##### DOCUMENT PASSAGE #####
The primary outcome of this project will be guidance for individuals and institutions for sustainable engagement with consumer-licensed content, as well as a plan of action for advocacy around related political and legal issues. This will be grounded in rigorous legal analysis to be published in scholarly articles, white papers, and best practice documents in the vein of the ARL’s Best Practices for Fair Use statements. The Journal of Copyright in Education & Librarianship is prepared to offer a special issue on the topic, featuring scholarship from leaders on copyright, licensing, and academic practice.

While these formal documents are critical for informing institutional practice, individuals in the field will need a different type of resource. This team will also create materials to support hands-on training, informal learning, and popular engagement. Members of this team have a strong track record of creating engaging, whimsical resources like ALA’s Office of Information Technology Policy (OITP) Section 108 Spinner, Fair Use Coasters, and Fair Use Evaluator. Other members have done similar work making complex issues approachable and fun through “Copyright First Responders” teams, ACRL Scholarly Communication Roadshow workshops, and multimedia resources.
##### GIVEN INFORMATION #####
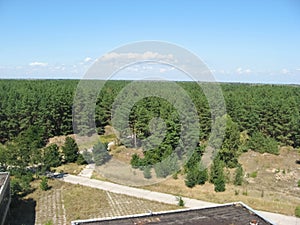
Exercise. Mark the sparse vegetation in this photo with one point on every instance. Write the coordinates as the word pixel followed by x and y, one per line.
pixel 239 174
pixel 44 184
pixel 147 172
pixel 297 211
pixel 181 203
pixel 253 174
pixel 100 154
#####
##### GIVEN INFORMATION #####
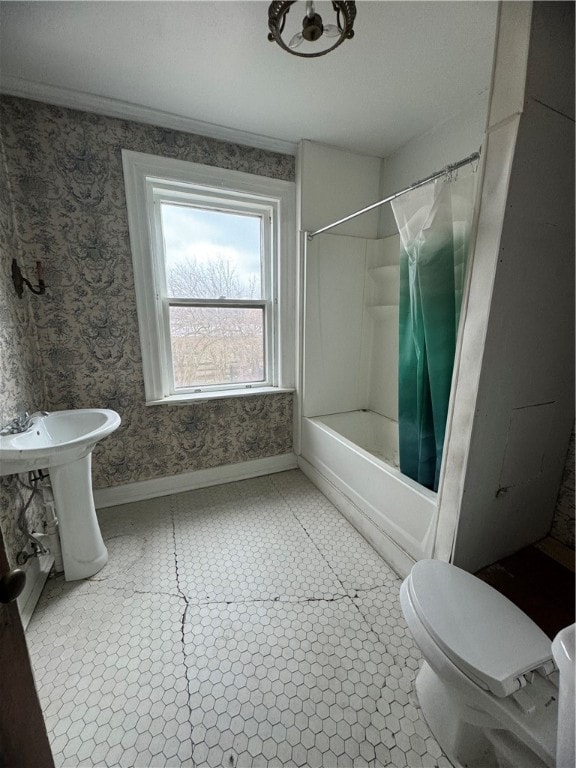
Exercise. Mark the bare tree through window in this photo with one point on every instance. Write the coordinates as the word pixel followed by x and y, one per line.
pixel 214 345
#####
According to the project description, which journal is prepared to offer a special issue on the topic? The items have no connection to the project description.

The Journal of Copyright in Education & Librarianship